=== Extrait du texte ===

Du bon usage du prix interne du carbone par les entreprises

Face à l’urgence climatique, la décarbonation des activités économiques a débuté. Tout d’abord sous la pression réglementaire : environ 20 % des émissions mondiales de gaz à effet de serre (GES) sont aujourd’hui couvertes par un prix externe du carbone (taxe carbone et quotas d’émission). Mais de plus en plus, la décarbonation s’accélère aussi sous l’impulsion de la volonté propre des entreprises.

Entièrement basée sur le volontariat, la tarification interne du carbone fait partie des mécanismes les plus rapides à déployer dont ces acteurs disposent. Aujourd’hui, près de la moitié des 500 plus grandes entreprises en termes de capitalisation boursière ont recours à cet outil. Tous les secteurs sont concernés, des énergies fossiles aux services financiers.

C’est cette tendance qu’analyse l’étude Prix interne du carbone : une solution qui tombe à PIC pour les entreprises ? publiée en novembre 2021 par l’Institut Montaigne. Réalisée par un groupe de travail présidé par Getlink et comprenant PwC France et Maghreb, l’enquête menée auprès d’une vingtaine d’entreprises illustre la diffusion de cette pratique en France. L’étude formule également des recommandations pour aider les entreprises à appliquer un prix interne du carbone le plus efficace possible.

« La COP26 l’a montré, les mesures prises à ce jour ne sont pas à la hauteur des enjeux climatiques. Pour atteindre les objectifs climatiques fixés par l’Accord de Paris, tous les secteurs devront se transformer pour atteindre la neutralité carbone. Un nombre croissant d’entreprises s’engagent déjà sur cette voie »

Olivier Müller, directeur, département Développement durable de PwC France et Maghreb

À quoi sert le prix interne du carbone ?

Pourquoi cet intérêt croissant ? Pour une entreprise, mettre en place un prix interne du carbone peut répondre à deux objectifs : réduire son exposition au risque carbone en anticipant mieux l’évolution des taxes ou du prix du marché, et contribuer à atteindre ses objectifs de décarbonation.

Le plus souvent, la tarification interne du carbone est d’abord employée comme outil de management du risque climatique. En anticipant une trajectoire de croissance soutenue du prix du carbone sur le marché externe, l’entreprise évite d’investir dans des projets carbonés qui pourraient s’avérer coûteux à terme, et cherche ainsi à assurer la rentabilité et la pérennité de ses activités.

« Face à la nouvelle donne réglementaire et climatique, les entreprises sont de plus en plus nombreuses à se doter de mécanismes de tarification interne du carbone […]. En 2021, plus de 2 000 entreprises dans le monde utilisaient ou comptaient mettre en place, sur un horizon de deux ans, un prix interne du carbone, soit 80 % de plus qu’en 2015. »

=== Données de l'exercice ===

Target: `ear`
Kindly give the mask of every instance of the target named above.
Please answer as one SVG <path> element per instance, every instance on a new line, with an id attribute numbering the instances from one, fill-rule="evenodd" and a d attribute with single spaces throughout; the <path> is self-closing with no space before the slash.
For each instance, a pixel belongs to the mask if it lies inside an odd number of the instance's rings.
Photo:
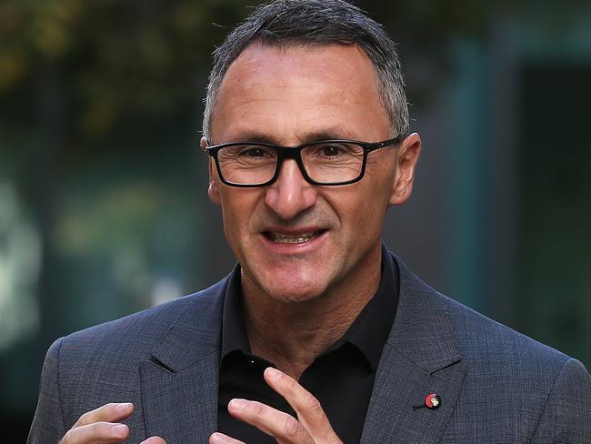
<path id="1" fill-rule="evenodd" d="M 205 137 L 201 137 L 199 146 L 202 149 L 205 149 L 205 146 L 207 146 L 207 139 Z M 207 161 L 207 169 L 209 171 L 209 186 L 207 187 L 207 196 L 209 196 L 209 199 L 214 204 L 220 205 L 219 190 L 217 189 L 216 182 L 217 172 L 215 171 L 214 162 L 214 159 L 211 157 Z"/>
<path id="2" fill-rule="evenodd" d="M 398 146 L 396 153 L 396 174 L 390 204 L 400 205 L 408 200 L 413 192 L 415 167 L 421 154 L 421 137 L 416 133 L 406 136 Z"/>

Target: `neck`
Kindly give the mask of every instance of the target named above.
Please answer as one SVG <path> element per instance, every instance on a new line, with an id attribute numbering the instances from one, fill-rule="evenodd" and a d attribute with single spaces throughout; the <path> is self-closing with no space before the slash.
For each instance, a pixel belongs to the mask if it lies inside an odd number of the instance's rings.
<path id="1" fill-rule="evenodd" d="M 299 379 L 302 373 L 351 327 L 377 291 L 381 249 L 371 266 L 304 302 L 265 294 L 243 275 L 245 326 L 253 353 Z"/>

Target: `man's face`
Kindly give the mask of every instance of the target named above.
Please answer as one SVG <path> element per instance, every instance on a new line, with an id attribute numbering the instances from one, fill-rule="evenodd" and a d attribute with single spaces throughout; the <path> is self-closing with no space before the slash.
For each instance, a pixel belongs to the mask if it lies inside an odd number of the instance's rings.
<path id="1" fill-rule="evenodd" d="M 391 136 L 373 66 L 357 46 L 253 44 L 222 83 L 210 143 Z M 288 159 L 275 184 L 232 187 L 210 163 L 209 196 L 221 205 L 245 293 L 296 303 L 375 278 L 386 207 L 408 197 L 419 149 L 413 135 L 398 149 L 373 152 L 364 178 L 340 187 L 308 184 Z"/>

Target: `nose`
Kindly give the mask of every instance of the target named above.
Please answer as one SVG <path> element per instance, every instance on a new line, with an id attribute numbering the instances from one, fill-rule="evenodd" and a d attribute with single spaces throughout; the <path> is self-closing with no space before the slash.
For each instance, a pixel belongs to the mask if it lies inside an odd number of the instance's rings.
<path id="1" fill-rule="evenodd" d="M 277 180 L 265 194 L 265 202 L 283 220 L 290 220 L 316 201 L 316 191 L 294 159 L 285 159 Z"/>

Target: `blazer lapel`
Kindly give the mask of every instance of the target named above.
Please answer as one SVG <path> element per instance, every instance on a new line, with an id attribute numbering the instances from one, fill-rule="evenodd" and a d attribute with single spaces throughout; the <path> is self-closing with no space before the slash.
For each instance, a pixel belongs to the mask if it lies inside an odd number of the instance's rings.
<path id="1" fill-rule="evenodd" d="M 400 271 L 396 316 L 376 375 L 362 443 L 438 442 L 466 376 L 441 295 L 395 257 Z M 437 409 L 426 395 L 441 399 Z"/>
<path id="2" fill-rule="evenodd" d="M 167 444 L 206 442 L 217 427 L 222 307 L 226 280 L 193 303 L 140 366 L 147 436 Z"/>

===

**Vos consignes:**
a – Traduisez en anglais cette phrase de l'article sur le prix interne du carbone : « Tous les secteurs sont concernés, des énergies fossiles aux services financiers. »
b – Dans les lignes, de la toute première jusqu'à celle qui contient « 398 146 L 396 » incluse, renommez « mask » en « outline » sans rien modifier d'autre. Redonnez uniquement ce passage, sans les images.
Le texte et les lignes n'ont aucun lien entre eux.

**Réponses fournies:**
a – All sectors are involved, from fossil fuels to financial services.

b –
Target: `ear`
Kindly give the outline of every instance of the target named above.
Please answer as one SVG <path> element per instance, every instance on a new line, with an id attribute numbering the instances from one, fill-rule="evenodd" and a d attribute with single spaces throughout; the <path> is self-closing with no space before the slash.
For each instance, a pixel belongs to the outline if it lies inside an odd number of the instance's rings.
Photo:
<path id="1" fill-rule="evenodd" d="M 205 137 L 201 137 L 199 146 L 202 149 L 205 149 L 205 146 L 207 146 L 207 139 Z M 207 161 L 207 169 L 209 171 L 209 186 L 207 187 L 207 196 L 209 196 L 209 199 L 214 204 L 220 205 L 219 190 L 217 189 L 216 182 L 217 172 L 215 171 L 214 162 L 214 159 L 211 157 Z"/>
<path id="2" fill-rule="evenodd" d="M 398 146 L 396 153 L 396 174 L 390 204 L 400 205 L 408 200 L 413 192 L 415 167 L 421 154 L 421 137 L 416 133 L 406 136 Z"/>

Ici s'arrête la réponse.